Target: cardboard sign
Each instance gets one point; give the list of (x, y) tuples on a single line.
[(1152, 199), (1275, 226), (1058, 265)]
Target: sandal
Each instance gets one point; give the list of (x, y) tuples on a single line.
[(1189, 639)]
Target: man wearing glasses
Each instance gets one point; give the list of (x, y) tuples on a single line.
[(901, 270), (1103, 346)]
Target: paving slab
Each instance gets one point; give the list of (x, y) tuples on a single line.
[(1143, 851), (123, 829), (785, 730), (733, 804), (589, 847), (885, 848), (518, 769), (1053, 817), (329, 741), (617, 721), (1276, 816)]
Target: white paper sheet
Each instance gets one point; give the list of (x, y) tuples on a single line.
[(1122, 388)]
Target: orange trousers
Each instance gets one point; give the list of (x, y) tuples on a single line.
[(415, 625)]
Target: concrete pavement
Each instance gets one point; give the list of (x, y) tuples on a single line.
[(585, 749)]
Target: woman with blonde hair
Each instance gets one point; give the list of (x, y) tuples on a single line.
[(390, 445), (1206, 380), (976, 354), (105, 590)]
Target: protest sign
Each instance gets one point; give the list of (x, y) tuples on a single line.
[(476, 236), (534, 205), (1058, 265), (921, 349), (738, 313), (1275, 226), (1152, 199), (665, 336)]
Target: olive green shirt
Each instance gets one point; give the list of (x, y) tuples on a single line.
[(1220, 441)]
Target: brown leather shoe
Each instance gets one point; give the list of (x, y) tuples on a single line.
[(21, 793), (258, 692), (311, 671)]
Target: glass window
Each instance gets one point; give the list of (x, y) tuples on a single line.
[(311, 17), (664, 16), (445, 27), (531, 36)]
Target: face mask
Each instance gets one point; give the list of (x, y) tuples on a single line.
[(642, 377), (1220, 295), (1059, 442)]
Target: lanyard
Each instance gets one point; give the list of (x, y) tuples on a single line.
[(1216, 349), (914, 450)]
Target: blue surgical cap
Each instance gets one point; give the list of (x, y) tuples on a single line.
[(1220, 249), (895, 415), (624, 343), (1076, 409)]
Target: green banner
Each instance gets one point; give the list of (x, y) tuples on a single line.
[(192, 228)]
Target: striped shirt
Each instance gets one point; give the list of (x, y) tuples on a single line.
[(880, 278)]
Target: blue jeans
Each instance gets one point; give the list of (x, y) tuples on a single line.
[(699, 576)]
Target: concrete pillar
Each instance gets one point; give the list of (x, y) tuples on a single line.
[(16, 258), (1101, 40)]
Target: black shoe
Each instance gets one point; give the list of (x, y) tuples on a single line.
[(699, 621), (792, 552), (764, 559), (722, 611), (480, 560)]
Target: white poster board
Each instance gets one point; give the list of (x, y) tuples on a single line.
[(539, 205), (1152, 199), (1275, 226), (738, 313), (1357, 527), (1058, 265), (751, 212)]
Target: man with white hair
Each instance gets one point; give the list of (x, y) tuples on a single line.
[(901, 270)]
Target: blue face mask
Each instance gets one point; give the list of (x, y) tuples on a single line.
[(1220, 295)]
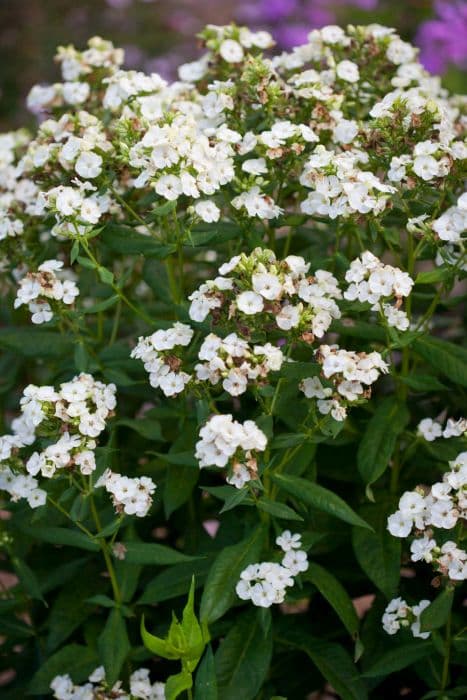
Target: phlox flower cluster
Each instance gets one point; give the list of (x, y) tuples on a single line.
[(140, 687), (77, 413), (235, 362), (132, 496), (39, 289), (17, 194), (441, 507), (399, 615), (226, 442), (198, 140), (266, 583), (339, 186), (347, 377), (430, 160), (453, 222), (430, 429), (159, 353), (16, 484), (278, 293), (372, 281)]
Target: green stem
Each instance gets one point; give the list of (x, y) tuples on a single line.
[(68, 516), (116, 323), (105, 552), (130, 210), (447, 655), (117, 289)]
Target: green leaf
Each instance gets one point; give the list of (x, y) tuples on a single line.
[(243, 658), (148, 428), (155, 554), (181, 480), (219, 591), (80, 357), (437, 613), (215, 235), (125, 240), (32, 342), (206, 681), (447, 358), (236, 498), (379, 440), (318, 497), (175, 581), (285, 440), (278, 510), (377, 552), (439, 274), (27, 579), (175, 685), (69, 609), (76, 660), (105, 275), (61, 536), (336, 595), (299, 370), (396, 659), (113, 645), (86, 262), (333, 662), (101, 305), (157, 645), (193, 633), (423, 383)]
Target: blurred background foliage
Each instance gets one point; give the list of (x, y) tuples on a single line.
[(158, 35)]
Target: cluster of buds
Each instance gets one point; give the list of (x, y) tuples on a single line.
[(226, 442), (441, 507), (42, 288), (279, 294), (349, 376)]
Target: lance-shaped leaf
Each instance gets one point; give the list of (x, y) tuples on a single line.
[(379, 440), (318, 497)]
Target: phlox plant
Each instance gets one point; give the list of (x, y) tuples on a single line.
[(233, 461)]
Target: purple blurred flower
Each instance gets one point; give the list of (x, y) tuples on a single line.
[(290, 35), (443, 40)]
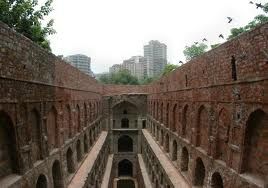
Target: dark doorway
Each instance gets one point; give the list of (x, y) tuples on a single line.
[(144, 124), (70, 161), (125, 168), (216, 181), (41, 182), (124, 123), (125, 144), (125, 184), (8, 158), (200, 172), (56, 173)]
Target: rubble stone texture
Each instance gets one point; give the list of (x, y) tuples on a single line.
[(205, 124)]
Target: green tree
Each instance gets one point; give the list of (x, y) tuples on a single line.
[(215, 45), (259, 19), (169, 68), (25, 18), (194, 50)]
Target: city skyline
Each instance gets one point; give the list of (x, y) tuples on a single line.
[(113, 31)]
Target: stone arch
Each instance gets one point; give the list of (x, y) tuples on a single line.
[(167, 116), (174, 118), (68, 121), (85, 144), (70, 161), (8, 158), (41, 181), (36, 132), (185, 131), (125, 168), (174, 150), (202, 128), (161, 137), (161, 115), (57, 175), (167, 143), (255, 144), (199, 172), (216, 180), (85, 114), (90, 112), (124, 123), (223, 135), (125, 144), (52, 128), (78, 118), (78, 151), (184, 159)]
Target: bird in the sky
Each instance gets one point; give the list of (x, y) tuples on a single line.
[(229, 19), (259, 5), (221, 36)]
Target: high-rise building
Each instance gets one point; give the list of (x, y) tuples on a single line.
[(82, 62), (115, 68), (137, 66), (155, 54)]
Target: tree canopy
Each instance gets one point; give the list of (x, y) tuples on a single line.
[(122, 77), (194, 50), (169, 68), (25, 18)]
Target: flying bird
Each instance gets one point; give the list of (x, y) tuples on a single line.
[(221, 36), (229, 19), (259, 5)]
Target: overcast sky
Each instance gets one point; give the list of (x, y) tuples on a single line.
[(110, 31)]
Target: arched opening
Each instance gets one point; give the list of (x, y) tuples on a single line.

● ● ●

**Prompt**
Your task is to copy each line of the data above that holds "blurred".

**Exercise response**
Target: blurred background foliage
Target: purple blurred flower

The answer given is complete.